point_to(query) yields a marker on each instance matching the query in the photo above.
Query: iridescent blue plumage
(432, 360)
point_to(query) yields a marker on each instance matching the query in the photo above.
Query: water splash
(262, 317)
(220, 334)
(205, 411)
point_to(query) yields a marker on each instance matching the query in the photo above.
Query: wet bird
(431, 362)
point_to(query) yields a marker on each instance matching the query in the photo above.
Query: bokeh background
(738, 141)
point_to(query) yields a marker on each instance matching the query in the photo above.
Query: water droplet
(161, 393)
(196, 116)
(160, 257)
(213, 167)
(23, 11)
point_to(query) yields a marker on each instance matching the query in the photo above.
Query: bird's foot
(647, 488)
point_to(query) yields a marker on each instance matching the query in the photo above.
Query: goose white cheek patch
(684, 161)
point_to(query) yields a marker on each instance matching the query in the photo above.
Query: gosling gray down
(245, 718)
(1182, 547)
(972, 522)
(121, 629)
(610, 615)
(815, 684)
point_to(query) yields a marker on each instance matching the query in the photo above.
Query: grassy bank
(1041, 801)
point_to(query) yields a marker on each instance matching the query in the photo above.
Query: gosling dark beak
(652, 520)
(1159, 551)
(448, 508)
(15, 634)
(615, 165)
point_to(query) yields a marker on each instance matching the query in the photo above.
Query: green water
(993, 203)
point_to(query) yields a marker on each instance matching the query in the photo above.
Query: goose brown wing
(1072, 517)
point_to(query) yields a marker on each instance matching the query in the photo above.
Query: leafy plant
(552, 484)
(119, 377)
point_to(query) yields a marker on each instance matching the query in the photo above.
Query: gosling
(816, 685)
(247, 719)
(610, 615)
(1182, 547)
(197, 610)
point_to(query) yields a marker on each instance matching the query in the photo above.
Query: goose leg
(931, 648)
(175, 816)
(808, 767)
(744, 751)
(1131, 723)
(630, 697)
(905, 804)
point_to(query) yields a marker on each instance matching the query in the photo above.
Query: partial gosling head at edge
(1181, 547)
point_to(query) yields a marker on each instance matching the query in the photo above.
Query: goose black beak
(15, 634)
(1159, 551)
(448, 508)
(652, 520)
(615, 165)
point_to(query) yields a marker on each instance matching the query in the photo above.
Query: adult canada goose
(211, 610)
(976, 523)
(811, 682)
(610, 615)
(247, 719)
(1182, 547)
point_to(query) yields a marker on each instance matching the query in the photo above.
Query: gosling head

■ Goal of the exercise: Here, the records must be output exactly and in full.

■ Complete answer:
point_to(query) yields a marker on each instance matching the query in the photo above.
Query: iridescent blue plumage
(432, 360)
point_to(query) yields a marker on each instance matching the query in the photo above.
Query: water splash
(262, 317)
(220, 334)
(205, 411)
point_to(query) yields a marker on each instance matching the query in the photo above.
Query: wet bird
(431, 362)
point_to(query) yields a marker on each instance matching the query in the photo above.
Query: bokeh background
(738, 141)
point_to(query) yields a marker on each instance matching the query in the photo above.
Query: water droplet
(161, 393)
(196, 116)
(160, 257)
(213, 167)
(23, 11)
point_to(query) yields a marker on each instance matching the query in the photo above.
Query: bird's foot
(647, 488)
point_to(query) yields a marker on each instance matching the query in the photo above.
Query: goose white cheek patch
(684, 161)
point_to(query) yields a marker on each instance matching the query in the photo above.
Query: gosling gray down
(245, 718)
(1182, 547)
(972, 522)
(121, 629)
(610, 615)
(815, 684)
point_to(query) yields a marker on each instance matching the query in the photo above.
Query: grassy bank
(1041, 801)
point_to(query) yields a marker on each instance matching the query in the photo above.
Query: gosling dark beak
(652, 520)
(1159, 551)
(448, 508)
(15, 634)
(615, 165)
point_to(query) yields a marker on each instance matching the query in the photo above.
Query: green water
(993, 203)
point_to(query) yields a marker on each instance matching the query in the photo above.
Query: goose brown wing
(1072, 517)
point_to(query) yields a marker on each instance matching the query in the photo above.
Query: leafy plant
(552, 484)
(119, 377)
point_to(query) yields a marker on each instance matching the query in the photo above.
Query: gosling
(816, 685)
(247, 719)
(610, 615)
(1182, 547)
(197, 610)
point_to(query) yields a marker on each instance matching the query in the photo above.
Query: goose leg
(931, 648)
(175, 816)
(808, 767)
(744, 751)
(1131, 723)
(630, 697)
(905, 804)
point_to(query) yields a marker on each instance matching the query in the photo above.
Query: partial gosling head at edge
(1181, 547)
point_to(query) yields a marker on each instance matching the query in the photo above.
Query: goose black beak
(15, 634)
(1159, 551)
(448, 508)
(652, 520)
(615, 165)
point_to(query) yields a marker on each instance matching the query in the photo above.
Query: adult canada goose
(211, 610)
(976, 523)
(811, 682)
(610, 615)
(247, 719)
(1182, 547)
point_to(query) yields a marker on each instance matching the query in the photo above.
Query: gosling head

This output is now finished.